[[ The data, beginning ]]

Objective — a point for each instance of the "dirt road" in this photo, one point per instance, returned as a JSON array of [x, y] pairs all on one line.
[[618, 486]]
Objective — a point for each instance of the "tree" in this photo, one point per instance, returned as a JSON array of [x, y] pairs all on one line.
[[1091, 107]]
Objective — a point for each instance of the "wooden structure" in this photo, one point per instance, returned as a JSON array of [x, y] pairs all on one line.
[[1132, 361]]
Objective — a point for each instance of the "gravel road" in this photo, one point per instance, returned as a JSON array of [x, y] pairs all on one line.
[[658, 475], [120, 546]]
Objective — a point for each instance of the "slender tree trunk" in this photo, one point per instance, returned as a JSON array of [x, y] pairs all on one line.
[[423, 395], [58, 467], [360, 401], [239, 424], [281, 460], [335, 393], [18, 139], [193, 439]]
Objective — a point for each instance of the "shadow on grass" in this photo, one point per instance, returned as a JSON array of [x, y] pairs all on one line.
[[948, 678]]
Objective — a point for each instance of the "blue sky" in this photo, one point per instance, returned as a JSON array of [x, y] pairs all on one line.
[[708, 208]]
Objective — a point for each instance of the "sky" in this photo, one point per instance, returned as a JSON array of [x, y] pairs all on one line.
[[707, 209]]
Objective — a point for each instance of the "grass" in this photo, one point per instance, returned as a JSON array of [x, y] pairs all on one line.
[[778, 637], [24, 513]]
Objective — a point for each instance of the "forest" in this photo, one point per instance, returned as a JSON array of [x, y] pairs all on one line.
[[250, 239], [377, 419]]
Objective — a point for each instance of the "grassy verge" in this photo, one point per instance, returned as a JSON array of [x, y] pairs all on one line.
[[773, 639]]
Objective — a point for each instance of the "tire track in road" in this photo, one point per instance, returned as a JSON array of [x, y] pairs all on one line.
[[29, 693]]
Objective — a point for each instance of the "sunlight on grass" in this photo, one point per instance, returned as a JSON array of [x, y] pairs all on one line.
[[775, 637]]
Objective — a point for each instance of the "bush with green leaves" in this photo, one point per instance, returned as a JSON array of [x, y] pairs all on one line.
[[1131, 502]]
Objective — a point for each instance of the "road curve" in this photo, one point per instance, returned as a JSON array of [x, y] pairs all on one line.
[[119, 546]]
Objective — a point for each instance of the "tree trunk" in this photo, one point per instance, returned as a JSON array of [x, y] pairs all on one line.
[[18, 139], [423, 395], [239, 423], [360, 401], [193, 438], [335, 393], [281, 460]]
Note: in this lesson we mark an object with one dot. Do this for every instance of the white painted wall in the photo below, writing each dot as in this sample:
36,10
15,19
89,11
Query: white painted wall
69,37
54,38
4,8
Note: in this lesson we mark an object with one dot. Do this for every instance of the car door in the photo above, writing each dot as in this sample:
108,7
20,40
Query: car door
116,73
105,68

[[ The data, end ]]

* Directions: Full repetition needed. Write out every entry above exactly as given.

* Reply to the task:
Objective — a point for each instance of the "dirt road" in this photo, one point per instance, returned as a JSON array of [x, y] pairs all on one line.
[[618, 486]]
Objective — a point for each instance of the "tree" in this photo, one point per instance, returned as a JSON array of [x, y] pairs all on one line.
[[1091, 107]]
Objective — a point for each instance of the "wooden structure" in this photo, one point per instance, returned as a JSON array of [x, y] pairs all on one line.
[[1132, 361]]
Objective — a point for each instance of the "gravel road" in this photo, one point per instance, returned as a JSON array of [x, y] pairs all on one line.
[[658, 475], [120, 546]]
Objective — a point for each instance of the "slender tree trunk" in this photo, one point per instance, returned as a JSON array of [x, y] pairs all on one line.
[[423, 395], [58, 467], [360, 401], [239, 424], [281, 460], [335, 393], [18, 139], [193, 439]]
Objective — a point for each instance of the "shadow on grass" in this photo, one point per instance, returned as a JSON array of [x, y] pairs all on one line.
[[948, 678]]
Objective — a point for each instance of the "blue sky" in this photo, one point per instance, returned as a JSON array of [x, y] pairs all on one line.
[[708, 208]]
Objective — a point for each instance of the "sky" in this photo, one point per instance, returned as a JSON array of [x, y] pairs all on one line.
[[707, 209]]
Objective — a point for each instance of the "grass" in this photo, one point per instance, returned as a JSON array of [x, y] pairs all on one line.
[[778, 637], [24, 513]]
Objective — a point for each instance of the "forest" in this photo, one point per instance, returned as a JSON array of [x, y] pairs all on one line.
[[250, 239], [377, 419]]
Objective — a point for each instance of the "grassy verge" in this photo, one point per instance, returned as a JSON array of [x, y] pairs all on one line.
[[773, 639]]
Objective — a point for each instance of the "tire track in road" in this photo, one point per instance, returned as a JSON array of [x, y] pairs all on one line.
[[29, 693]]
Objective — a point for each instance of the "sunlight on grass" in this photo, one point per instance, returned as a JSON array of [x, y] pairs all on one line.
[[775, 637]]
Objective — a point for each instance of the "bush with green leaves" in this photo, one point per instance, returned as a JSON array of [x, y] pairs all on one line.
[[1131, 502]]
Objective — a point for each instance of the "road curve" in this photo, one point per instance, returned as a JSON array of [x, y] pairs all on one line.
[[119, 546]]
Objective — a point for each instance of the "tree trunk" in this photo, one point per instance, returned as a JSON array of [x, y] pairs all on one line.
[[18, 139], [423, 395], [239, 423], [360, 401], [193, 438], [335, 393], [281, 460]]
Note: in this lesson we mark an object with one dot. Do this for every instance of the white painted wall in the photo below, writing each dot as in this sample:
36,10
15,19
89,11
Query: white painted wall
69,37
54,38
4,8
Note: in this lesson we mark an object with one dot. Do this for every instance of the car door in the photo above, writing each dot as in this sample:
108,7
20,40
Query: car door
116,73
105,68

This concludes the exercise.